Instructions to follow: Find all the lines in the entries below that hold the word "field" and copy them.

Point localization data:
═══

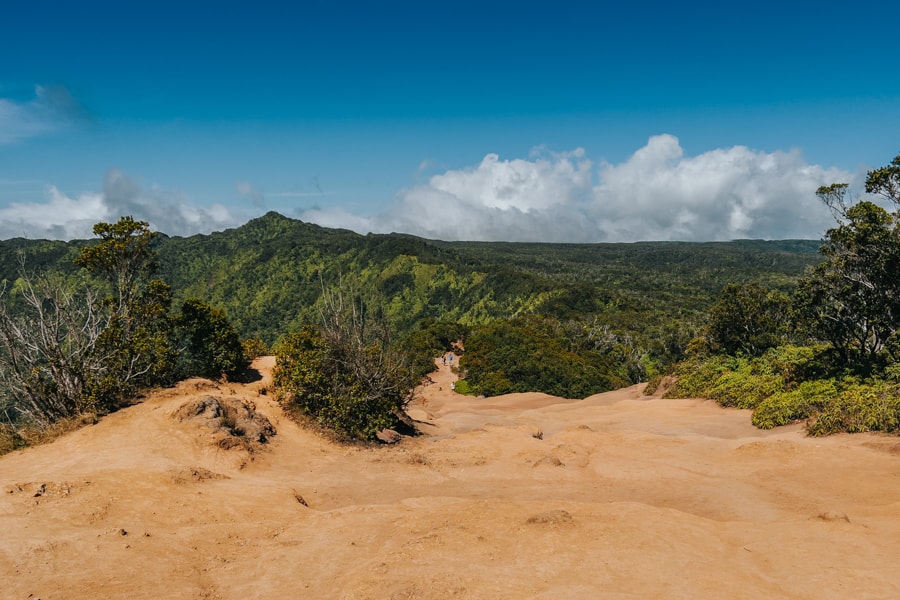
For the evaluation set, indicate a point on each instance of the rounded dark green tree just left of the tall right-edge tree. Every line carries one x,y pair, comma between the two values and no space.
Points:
747,319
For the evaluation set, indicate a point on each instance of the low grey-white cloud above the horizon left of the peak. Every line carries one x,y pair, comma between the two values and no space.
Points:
66,217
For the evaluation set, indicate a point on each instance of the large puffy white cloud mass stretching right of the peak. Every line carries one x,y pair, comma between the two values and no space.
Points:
657,194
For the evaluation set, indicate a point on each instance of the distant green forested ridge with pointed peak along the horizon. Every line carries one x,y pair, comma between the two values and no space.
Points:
269,274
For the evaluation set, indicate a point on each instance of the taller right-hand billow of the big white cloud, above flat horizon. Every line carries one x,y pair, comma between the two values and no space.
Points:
659,194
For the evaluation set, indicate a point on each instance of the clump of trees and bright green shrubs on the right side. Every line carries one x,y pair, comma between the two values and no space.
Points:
830,354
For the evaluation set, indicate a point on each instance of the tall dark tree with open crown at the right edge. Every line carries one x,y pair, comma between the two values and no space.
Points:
852,299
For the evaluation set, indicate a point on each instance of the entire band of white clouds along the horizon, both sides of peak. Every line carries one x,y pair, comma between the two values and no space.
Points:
658,193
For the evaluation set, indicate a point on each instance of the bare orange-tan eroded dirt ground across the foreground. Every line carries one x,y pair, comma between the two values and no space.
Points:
522,496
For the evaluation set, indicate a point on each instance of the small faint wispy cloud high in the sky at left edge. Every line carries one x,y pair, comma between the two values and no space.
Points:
53,108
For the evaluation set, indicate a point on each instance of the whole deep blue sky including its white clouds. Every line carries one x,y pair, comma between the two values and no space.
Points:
568,121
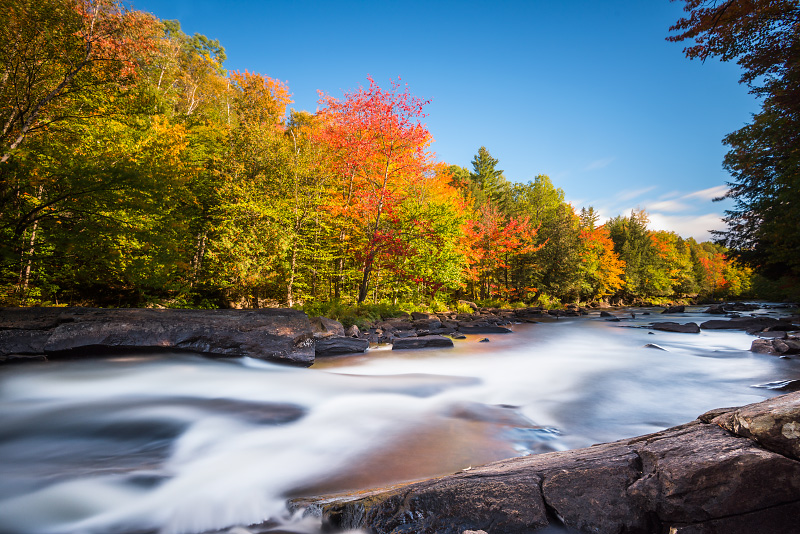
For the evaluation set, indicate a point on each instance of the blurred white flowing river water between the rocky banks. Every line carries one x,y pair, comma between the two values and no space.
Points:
183,444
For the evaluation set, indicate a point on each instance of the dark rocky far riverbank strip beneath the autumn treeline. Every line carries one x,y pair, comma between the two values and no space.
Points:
288,336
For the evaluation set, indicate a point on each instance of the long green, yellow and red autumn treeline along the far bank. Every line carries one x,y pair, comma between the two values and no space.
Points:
136,170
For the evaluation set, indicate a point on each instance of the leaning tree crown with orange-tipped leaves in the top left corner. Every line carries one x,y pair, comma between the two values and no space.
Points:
56,50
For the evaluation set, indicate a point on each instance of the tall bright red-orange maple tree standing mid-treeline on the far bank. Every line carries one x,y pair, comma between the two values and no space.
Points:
380,148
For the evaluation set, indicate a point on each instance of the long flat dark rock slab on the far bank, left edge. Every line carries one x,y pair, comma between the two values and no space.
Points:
278,335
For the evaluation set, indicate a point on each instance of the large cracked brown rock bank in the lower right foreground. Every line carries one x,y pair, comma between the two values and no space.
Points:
733,470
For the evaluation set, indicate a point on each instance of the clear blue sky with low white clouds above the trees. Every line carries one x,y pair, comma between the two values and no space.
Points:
587,92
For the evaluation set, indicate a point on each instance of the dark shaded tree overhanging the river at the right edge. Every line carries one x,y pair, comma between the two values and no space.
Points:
763,36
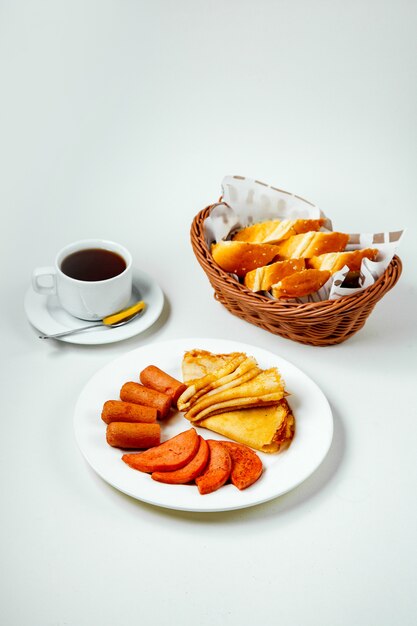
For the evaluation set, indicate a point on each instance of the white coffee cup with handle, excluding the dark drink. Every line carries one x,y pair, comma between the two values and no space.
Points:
87,299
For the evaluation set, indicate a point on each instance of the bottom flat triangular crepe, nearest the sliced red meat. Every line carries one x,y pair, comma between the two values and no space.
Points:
268,429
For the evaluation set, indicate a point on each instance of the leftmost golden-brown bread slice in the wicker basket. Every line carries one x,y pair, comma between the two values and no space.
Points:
240,257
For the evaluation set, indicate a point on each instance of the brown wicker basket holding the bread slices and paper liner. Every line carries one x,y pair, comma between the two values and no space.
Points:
317,324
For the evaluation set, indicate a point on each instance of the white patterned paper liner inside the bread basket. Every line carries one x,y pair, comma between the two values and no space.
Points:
246,201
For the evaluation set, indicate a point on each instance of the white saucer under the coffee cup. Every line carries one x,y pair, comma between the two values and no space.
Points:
46,314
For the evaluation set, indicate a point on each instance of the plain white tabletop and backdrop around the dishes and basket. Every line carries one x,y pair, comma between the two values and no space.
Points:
119,120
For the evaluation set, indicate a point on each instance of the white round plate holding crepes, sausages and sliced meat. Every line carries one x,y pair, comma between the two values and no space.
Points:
282,472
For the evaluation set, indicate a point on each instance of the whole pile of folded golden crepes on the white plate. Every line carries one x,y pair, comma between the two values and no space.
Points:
266,428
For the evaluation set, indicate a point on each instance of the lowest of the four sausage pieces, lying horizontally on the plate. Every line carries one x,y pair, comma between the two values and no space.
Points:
128,435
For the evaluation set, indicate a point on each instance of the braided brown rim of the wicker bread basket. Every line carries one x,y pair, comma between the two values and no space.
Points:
229,284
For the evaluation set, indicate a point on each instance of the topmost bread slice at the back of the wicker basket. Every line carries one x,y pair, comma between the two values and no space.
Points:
274,231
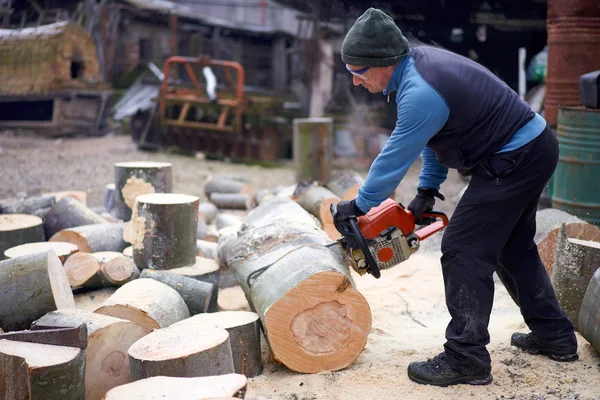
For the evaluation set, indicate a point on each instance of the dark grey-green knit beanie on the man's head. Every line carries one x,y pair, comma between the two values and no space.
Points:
374,41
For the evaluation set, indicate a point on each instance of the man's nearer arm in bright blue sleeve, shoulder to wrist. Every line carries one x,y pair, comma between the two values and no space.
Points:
422,112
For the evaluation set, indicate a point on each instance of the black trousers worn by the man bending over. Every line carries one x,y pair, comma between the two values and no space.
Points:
491,230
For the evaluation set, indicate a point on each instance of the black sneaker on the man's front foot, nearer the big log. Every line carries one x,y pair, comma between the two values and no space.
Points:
442,370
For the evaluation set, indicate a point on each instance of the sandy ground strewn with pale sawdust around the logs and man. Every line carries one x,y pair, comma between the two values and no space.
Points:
409,313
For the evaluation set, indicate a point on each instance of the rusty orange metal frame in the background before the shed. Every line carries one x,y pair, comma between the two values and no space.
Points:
233,103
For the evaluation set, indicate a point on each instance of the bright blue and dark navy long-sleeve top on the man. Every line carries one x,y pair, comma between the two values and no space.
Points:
453,112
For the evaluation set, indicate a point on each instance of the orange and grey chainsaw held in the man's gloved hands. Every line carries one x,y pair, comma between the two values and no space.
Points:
385,236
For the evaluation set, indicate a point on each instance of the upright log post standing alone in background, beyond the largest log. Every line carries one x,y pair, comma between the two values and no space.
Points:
313,148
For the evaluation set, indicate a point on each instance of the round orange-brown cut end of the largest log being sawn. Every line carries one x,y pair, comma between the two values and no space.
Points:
301,343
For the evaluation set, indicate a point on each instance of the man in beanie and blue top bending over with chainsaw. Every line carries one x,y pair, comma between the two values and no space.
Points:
457,114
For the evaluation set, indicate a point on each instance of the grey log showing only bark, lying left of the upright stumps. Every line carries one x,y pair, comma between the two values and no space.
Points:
69,213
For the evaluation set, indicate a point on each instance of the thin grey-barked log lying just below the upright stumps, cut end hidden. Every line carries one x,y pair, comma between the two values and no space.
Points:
195,293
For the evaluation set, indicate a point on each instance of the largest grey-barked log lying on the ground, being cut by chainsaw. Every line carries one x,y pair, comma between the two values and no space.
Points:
313,317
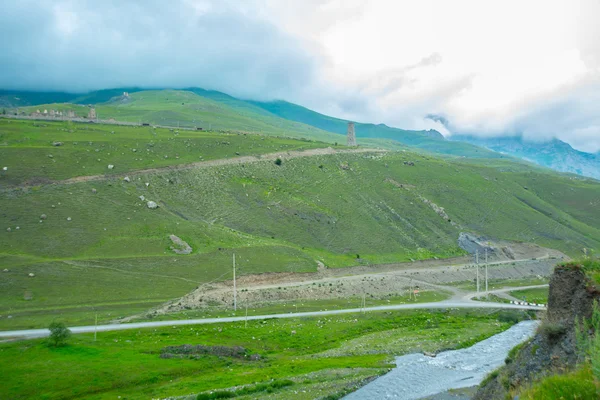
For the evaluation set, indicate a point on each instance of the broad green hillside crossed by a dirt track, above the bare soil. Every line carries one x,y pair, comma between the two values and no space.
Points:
94,245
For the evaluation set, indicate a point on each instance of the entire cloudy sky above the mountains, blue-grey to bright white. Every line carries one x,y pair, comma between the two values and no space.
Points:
487,68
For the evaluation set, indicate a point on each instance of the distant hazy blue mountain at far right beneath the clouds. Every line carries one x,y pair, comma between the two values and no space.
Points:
554,154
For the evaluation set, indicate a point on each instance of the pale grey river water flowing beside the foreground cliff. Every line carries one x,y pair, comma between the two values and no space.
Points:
417,376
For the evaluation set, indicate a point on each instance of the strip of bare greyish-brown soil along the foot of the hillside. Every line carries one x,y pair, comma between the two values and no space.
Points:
374,281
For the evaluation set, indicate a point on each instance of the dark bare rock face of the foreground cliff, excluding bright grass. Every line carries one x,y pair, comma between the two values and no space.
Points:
553,348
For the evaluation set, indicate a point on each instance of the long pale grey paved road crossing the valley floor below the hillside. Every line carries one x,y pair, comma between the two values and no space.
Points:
37,333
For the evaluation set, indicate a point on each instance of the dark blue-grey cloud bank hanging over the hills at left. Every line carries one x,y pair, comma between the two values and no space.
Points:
87,45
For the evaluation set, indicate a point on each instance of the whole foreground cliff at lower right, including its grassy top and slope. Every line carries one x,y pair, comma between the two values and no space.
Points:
562,360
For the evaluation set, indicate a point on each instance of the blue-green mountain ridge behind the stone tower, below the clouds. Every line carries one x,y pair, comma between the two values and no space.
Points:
214,110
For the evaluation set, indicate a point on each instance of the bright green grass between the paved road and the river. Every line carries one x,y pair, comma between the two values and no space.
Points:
289,349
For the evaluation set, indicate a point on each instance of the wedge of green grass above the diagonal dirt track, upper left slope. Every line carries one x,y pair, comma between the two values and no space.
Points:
88,149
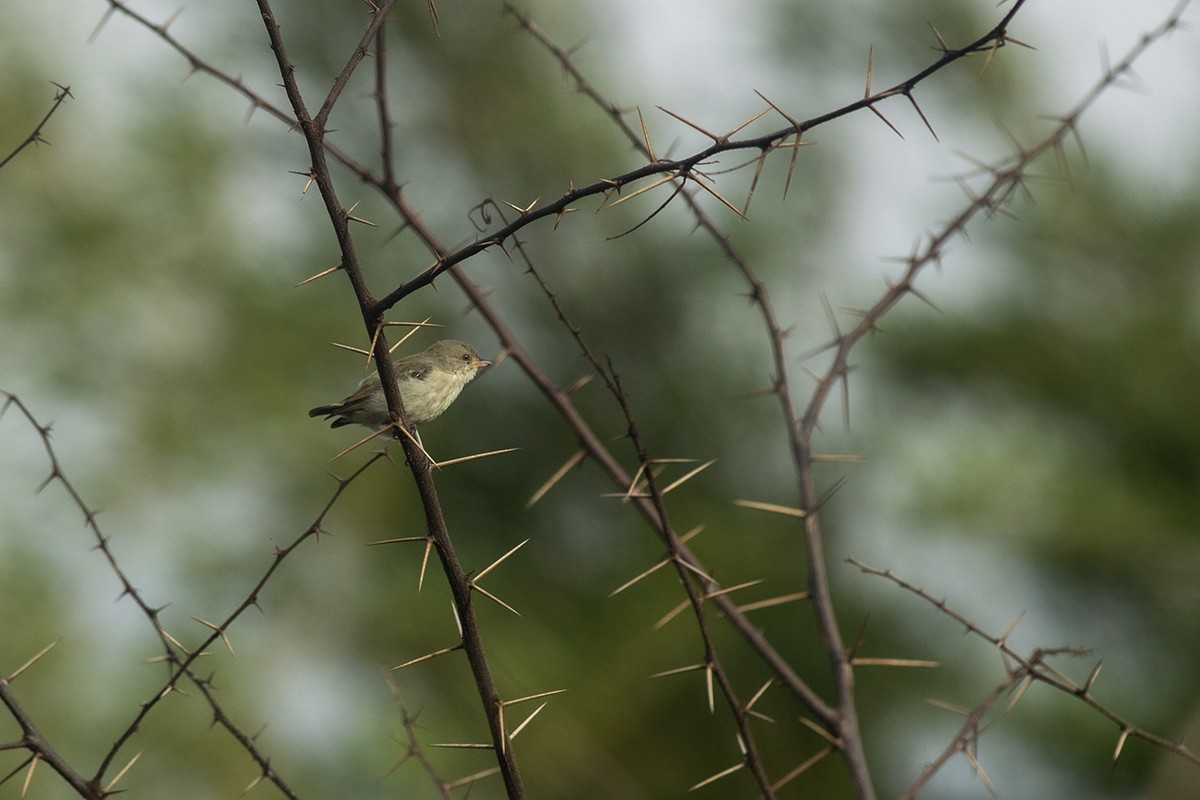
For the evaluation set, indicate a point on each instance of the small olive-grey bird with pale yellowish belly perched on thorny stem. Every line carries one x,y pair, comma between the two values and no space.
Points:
429,382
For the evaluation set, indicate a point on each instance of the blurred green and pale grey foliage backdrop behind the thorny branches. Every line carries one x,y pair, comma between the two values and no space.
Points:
1031,446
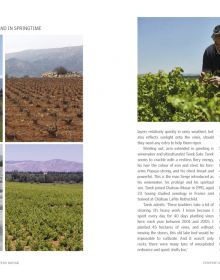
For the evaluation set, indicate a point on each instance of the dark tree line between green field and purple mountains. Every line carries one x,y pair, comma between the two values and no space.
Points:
41,177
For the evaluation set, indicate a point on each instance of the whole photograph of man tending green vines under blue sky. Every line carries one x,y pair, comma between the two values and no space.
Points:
178,69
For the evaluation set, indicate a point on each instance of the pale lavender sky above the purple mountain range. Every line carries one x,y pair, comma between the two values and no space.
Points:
73,152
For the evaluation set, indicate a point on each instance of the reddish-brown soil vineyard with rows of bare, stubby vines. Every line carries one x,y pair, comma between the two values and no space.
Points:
44,109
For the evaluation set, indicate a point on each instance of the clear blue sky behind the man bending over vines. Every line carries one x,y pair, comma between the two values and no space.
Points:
165,43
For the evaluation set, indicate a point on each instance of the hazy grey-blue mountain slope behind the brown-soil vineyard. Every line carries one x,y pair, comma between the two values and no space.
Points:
35,62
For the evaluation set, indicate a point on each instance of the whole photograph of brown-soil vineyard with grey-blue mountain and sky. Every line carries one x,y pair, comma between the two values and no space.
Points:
43,88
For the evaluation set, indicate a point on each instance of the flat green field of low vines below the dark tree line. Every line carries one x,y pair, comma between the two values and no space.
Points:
44,217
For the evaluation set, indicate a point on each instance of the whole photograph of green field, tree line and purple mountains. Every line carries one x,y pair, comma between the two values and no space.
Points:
44,197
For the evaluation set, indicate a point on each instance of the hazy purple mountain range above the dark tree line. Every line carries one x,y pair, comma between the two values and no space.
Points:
54,165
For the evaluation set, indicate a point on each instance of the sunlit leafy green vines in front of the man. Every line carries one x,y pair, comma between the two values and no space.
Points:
172,97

═══

Reply:
For the evaluation set, indicate a point on each instance of the dark tree line between green field and purple mountains. Every line carries one x,y pair, comma between the two values and no space.
For the evaluation set, indicate a point on each instance of the flat green field of low vines below the dark tree line. Every line carries one x,y pair, comma between the two values and no space.
For the evaluation set, indicate a point on each instance of the whole photograph of green field, tree line and purple mountains. Every line carries one x,y pair, comma between the two values and no space.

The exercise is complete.